__原文抜粋__.
--------------------

今回は松崎の「二宮神社(にのみやじんじゃ)」を訪ねます。

二宮神社ー1

千葉県神社庁の「千葉県神社名鑑」には「二宮神社」について、
『経津主之命 本殿・流造一坪、幣殿・三坪、拝殿・七坪、 境内九〇〇坪、氏子一五〇戸』 
と記載されています。

ご祭神の「経津主之命(フツヌシノミコト)」は香取神宮に祀られている神として有名で、剣神、
または武神・軍神とされています。
この神は日本書紀に登場しますが、古事記には登場しません。


二宮神社ー2

立派な鳥居の傍に「二宮神社鳥居の再建」と記された石碑があります。
その碑文には次のように書かれています。
『当神社の鳥居は、安永五年(西暦一七七六年)佐倉藩主堀田氏から寄進を受け控柱の
付いている両部鳥居として作られた。直近では昭和四十七年七月に木造で再建されたが、
経年劣化に加え平成二十三年三月十一日に発生した東日本大震災により損傷した為、
新たに御影石で建替える。 二宮神社氏子中 平成二十四年七月吉日建立』


多くの寺社を訪ねていますが、東日本大震災による被害が、神社の鳥居や神殿、お寺の
山門や本堂、そして墓石や石仏の倒壊等、想像以上に下総でも広がっていることを実感
させられます。


二宮神社ー4

社号標は平成20年の建立です。


二宮神社ー5

鳥居の左右に立つ常夜燈は昭和9年に奉納されました。


二宮神社ー8
二宮神社ー7

小さな手水舎と手水盤。

--------------------

__抜粋資料__.
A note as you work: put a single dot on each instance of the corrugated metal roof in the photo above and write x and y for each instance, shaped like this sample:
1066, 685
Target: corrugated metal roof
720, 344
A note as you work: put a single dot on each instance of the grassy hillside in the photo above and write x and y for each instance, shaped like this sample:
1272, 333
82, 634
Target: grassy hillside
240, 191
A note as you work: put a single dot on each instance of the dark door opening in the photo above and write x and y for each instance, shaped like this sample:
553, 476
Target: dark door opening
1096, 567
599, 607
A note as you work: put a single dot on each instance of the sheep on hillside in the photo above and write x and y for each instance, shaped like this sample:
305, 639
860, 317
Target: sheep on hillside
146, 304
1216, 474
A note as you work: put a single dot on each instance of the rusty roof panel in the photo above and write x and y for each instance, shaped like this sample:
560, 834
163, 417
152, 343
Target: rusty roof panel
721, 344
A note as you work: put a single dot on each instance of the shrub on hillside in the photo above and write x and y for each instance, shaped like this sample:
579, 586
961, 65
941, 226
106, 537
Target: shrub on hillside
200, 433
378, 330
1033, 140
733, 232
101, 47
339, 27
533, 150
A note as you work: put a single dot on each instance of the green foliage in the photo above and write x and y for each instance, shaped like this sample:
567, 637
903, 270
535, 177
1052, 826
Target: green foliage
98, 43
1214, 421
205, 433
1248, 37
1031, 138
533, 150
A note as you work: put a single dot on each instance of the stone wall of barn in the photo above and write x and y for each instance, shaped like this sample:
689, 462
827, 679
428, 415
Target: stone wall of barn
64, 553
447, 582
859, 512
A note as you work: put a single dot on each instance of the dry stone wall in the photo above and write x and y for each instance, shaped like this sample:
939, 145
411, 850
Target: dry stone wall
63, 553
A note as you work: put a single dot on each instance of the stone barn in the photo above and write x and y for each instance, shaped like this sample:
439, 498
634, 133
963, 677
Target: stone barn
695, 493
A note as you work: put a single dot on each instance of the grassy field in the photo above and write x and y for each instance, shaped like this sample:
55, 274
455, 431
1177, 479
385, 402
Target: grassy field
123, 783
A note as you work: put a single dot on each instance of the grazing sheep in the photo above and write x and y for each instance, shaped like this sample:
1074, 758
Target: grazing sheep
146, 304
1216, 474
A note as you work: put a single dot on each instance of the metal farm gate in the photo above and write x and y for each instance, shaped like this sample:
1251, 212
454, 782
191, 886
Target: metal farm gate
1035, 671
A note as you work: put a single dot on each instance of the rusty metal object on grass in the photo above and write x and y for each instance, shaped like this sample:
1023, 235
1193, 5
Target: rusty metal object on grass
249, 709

--------------------

__取り組む課題__.
(a) 二宮神社の文章によると、安永五年に鳥居を寄進したのは誰か。
(b) 次の(i)〜(iii)が二宮神社の文章と合うかどうか、それぞれ「はい」か「いいえ」で答え、判断の決め手となる本文の語句を引用せよ。(i) 経津主之命は古事記に登場する。(ii) 鳥居の左右の常夜燈は昭和9年に奉納された。(iii) 鳥居は新たに御影石で建て替えられる。
答えの根拠は二宮神社の文章だけに限る。

__最終解答__.
(a) 佐倉藩主堀田氏。

(b)
(i) いいえ。「この神は日本書紀に登場しますが、古事記には登場しません。」
(ii) はい。「鳥居の左右に立つ常夜燈は昭和9年に奉納されました。」
(iii) はい。「新たに御影石で建替える。」